Reproduce the material below, replacing every instance of "cave" with "cavern" and keeping everything else unchanged.

..........

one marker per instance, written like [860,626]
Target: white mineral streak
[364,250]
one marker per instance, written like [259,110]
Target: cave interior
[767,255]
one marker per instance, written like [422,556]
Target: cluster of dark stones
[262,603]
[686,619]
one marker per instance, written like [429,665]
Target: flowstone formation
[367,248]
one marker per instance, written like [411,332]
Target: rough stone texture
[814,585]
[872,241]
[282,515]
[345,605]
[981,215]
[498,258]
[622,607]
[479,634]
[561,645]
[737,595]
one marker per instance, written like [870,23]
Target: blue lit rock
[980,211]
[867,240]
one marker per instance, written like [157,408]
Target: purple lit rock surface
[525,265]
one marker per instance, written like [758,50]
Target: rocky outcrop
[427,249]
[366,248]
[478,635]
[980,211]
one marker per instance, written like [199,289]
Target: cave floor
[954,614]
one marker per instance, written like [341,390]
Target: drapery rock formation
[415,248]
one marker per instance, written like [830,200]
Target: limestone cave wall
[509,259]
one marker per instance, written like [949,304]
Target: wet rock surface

..........

→ Output for this exercise:
one marker per instance, written like [860,626]
Target: white mineral streak
[364,250]
one marker per instance, written like [259,110]
Target: cavern interior
[767,255]
one marker per instance, written like [422,556]
Target: cluster of dark stones
[262,603]
[686,619]
one marker per instance, written like [429,665]
Target: flowstone formation
[367,248]
one marker per instance, written like [411,332]
Target: rough stone texture
[814,585]
[872,241]
[282,515]
[345,605]
[981,215]
[498,258]
[622,607]
[479,634]
[561,645]
[737,595]
one marker per instance, written like [870,23]
Target: blue lit rock
[980,211]
[867,240]
one marker per instance, written like [157,408]
Target: purple lit rock surface
[525,265]
one marker per instance, written like [758,50]
Target: rocky outcrop
[427,249]
[366,248]
[478,635]
[980,211]
one marker per instance, written like [199,289]
Target: cavern floor
[954,614]
one marker per instance, written like [341,390]
Target: drapery rock formation
[415,248]
one marker per instance, written like [830,200]
Target: limestone cavern wall
[509,259]
one marker per instance, written like [949,304]
Target: wet rock surface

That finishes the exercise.